Recast part of the material below as a numbered list with blank lines left out: start at the line containing "Identify a point on every instance of the tinted" and stop after the line containing "x=379 y=129".

### [MATERIAL SUPPLIED]
--------------------------------
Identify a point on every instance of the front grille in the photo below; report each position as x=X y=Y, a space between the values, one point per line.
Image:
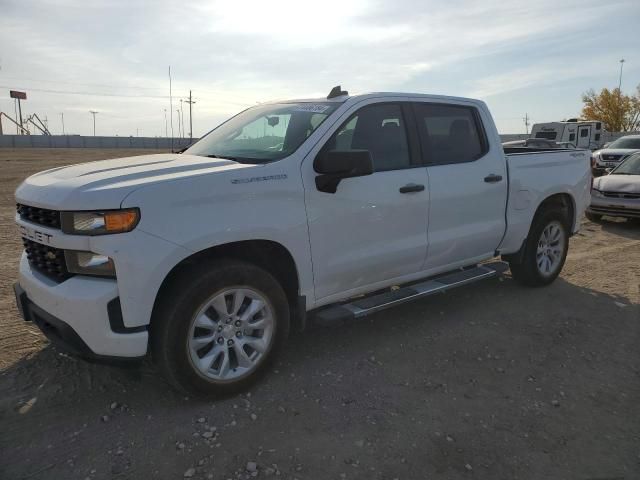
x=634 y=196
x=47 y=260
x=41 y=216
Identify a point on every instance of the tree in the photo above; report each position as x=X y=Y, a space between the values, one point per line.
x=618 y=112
--------------------------------
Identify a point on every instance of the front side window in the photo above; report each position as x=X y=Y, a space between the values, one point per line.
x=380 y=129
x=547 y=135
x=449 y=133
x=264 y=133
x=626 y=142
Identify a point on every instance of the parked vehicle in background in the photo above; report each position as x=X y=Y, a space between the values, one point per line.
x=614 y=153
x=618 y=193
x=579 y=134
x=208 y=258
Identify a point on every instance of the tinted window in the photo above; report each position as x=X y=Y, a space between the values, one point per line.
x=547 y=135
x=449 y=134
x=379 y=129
--------------------------------
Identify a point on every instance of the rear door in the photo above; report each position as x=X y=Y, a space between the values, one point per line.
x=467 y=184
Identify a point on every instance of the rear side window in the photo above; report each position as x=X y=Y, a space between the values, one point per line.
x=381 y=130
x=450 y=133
--------------------------------
### [RESULT]
1. Identify a point on every instance of the tinted window in the photo above; report each position as x=X y=Y, a space between the values, one point per line.
2. x=547 y=135
3. x=449 y=134
4. x=379 y=129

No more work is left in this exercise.